## SELECTED EXTRACT
....

Campus & Community

Mao under a microscope

7 min read

‘Devious, tricky, complex … either brilliant or mad or both’

Re-evaluating Mao: A conference last weekend commemorated the work of Stuart Schram (above left), editor in chief of a projected 10-volume English edition of Mao’s writings. (Staff photo Kris Snibbe/Harvard News Office)

More than Saddam Hussein, more than Osama bin Laden, Mao Zedong used to terrify people in the West. Absolute leader (or so we thought) of a billion Chinese dressed in identical drab uniforms brandishing their ubiquitous Little Red Books, Mao seemed to embody an implacable anti-individualistic force bent on destroying all that the West stood for and cherished.

Times have changed. It’s been 110 years since Mao’s birth (27 since his death), and Chairman Mao has metamorphosed from a figure of fear to a figure of history. Any lingering doubt about the completeness of this transformation would have been dispelled by a conference that took place recently at Harvard (Dec. 5-7) – “Mao Re-evaluated.”

The conference commemorated the work of Stuart Schram, a research associate of the Fairbank Center for East Asian Research and editor in chief of a projected 10-volume English edition of Mao’s writings, titled “Mao’s Road to Power, 1912-49” (M.E. Sharpe). Five volumes have been published, two more are scheduled to appear in 2004, and the remaining three have been translated and are being prepared for publication.

....

## MATERIAL PROVIDED

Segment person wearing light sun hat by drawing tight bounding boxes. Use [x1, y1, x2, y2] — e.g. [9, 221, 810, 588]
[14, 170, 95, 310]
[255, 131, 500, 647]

....

## TO DO
1. List every person mentioned by name in the article about the Mao conference, including the photo caption.
2. In the article about the Mao conference, on what dates did the "Mao Re-evaluated" conference take place at Harvard?
3. Continue the article about the Harvard conference on Mao, picking up after its last sentence.

## OUTPUTS IN ORDER
1. Stuart Schram, Kris Snibbe, Saddam Hussein, Osama bin Laden, Mao Zedong

2. Dec. 5-7

3.
‘What haunts me about Schram’s work is the way it illuminates a meticulous, fussy, account-keeping side of Mao, especially in the early years. I think we have here a new definition of the banality of evil, the small scale from which things develop and which we have no control over at any level.’

– Jonathan Spence, Yale university


The books include nearly every scrap of writing known to have emanated from Mao’s pen, from an early couplet in praise of swimming, to a letter to his maternal uncles, to his early report on the peasant movement of Hunan, to his pronouncements on military strategy and Marxist ideology. During the conference, Pang Xianzhi, a Chinese Communist Party researcher, remarked that when Schram’s work is complete there will be more of Mao’s writings available in English than in Chinese.

The project is being supported by the National Endowment for the Humanities, the Pentagon, and the Fairbank Center. The conference was organized for the Fairbank Center by Roderick MacFarquhar, the Leroy B. Williams Professor of History and Political Science, and Anthony Saich, the Daiwoo Professor of International Affairs at the Kennedy School of Government.

The conference attracted prominent Mao scholars from around the world. At the kickoff event on Friday (Dec. 5), a panel of Mao experts presented their views of the great revolutionary leader and extolled the epic contributions of their colleague Schram.

For those nonexperts to whom Mao possesses little more reality than the official portrait of the full-cheeked figure gazing confidently into the Marxist future, these presentations abounded with fascinating revelations.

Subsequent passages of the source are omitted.